___ Source passage ___
Tell them what you want, you can always widen the age range and any other criteria later on if a match isn't found in a reasonable amount of time.  Babies are almost never "available" as such, because there are usually people waiting, but there are a lot of babies coming through at the moment.  Court cases can be concluded in as little as 4 1/2 months now, on the new Court timetables.  Placement of these babies seems to be happening anywhere between 6 and 12 months, depending on how good the LA involved are.  Social Services want to steer people towards older children where possible, because of course these children are harder to place and most babies will be placed very quickly.

All the best,

Wyxie xx


----------



## mummy2blossom (Feb 21, 2013)

Hi, I just thought I'd pop on here to say we are in a similar situation.  We are yet to discuss this in great detail with our SW but it is something I'm very worried about.  We are hoping for as young as possible but are aware they are rare, I'm terrified our SW will think this negative. Hubby thinks we should stick to our guns and say 0-12months but I'm thinking 0-18months as it is slightly wider. 

I do believe we should be honest though and not just say something to keep SW happy, I suppose we need to find a happy medium!

Good luck


----------



## EverHopefulmum (Sep 23, 2009)

Big thanks everyone for coming back to me on this. Sounds encouraging that there seem to be alot of young ones in the system at the moment.
___
_Short problem 1_
Could you return the stretch of the adoption forum thread from "Tell them what" through "(Feb 21, 2013)"?
_Short problem 2_
Would you resume the adoption forum thread from where it stops?
___ Provided data ___
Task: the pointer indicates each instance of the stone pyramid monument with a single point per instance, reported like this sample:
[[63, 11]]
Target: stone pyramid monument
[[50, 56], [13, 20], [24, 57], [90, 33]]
___
_Result 1_
Tell them what you want, you can always widen the age range and any other criteria later on if a match isn't found in a reasonable amount of time.  Babies are almost never "available" as such, because there are usually people waiting, but there are a lot of babies coming through at the moment.  Court cases can be concluded in as little as 4 1/2 months now, on the new Court timetables.  Placement of these babies seems to be happening anywhere between 6 and 12 months, depending on how good the LA involved are.  Social Services want to steer people towards older children where possible, because of course these children are harder to place and most babies will be placed very quickly.

All the best,

Wyxie xx


----------



## mummy2blossom (Feb 21, 2013)

_Result 2_
I haven't been able to sleep properly for days as I can't stop thinking about this. Me and hubby are definitely going to lower our age range from initial 0-3 years but can't decide what we should say, he thinks 0-18months but i'm thinking 0-24months. We would love as young as possible, but after 7 years on this journey we don't want to have to wait years to get a match....I guess its another conversation we need to have with SW at our next visit to see what she thinks.


Thanks again. x


----------



## GERTIE179 (Apr 20, 2005)

Hi Ever,

I would be honest in that you see you with a baby as young as possible and what SW realistically sees in your area. Your happy with the 0-2 or 0-3 range for panel. Say you've been in touch with some adopters and you are hearing with the changes there seems to be more young ones coming through but you are aware that this could be area or conditions that you've not covered yet. I was told if e wanted a 3/4yr old we could be matched within a few months hence DH and I knew we were willing to accept a wait up to a point (we've been on a long road for 10yrs ) and we always said the right LO was important. I even read a profile if a 3yr old that I fell for but the children's SW was off sick and no one would come back to us and we ended up being linked n match with our gorgeous boy.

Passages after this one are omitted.